** START **

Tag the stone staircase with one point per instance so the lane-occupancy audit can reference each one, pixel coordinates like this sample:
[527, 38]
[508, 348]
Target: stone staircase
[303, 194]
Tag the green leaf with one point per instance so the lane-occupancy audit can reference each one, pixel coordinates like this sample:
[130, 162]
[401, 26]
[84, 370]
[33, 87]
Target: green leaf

** END **
** START **

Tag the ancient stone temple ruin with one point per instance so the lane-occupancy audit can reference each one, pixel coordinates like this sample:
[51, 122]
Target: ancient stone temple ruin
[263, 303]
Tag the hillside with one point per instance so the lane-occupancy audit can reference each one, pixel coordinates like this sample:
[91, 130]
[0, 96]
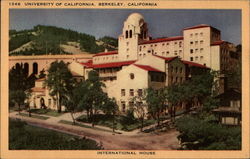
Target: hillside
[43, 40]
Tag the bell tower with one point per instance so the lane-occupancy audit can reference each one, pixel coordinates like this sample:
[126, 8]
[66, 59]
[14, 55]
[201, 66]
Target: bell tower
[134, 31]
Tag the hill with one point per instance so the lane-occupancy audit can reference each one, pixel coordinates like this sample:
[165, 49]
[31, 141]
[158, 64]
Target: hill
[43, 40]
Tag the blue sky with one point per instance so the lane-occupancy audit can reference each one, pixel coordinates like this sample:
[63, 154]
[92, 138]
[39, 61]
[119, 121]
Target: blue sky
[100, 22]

** END **

■ **DIRECTIVE**: Swap "lane-occupancy audit" for "inventory review" in the part of the data that opens with the line containing "Tag the stone" and closes with the line containing "Target: green leaf", keeping everything else unchanged. Give back only those lines.

■ **COMPLETE ANSWER**:
Tag the stone staircase with one point per instance so the inventory review can reference each one, pixel coordinates like this sample:
[527, 38]
[508, 348]
Target: stone staircase
[303, 194]
Tag the green leaf with one point per instance so the inventory review can reference each one, pixel coordinates like this sample:
[130, 162]
[401, 26]
[84, 370]
[33, 87]
Target: green leaf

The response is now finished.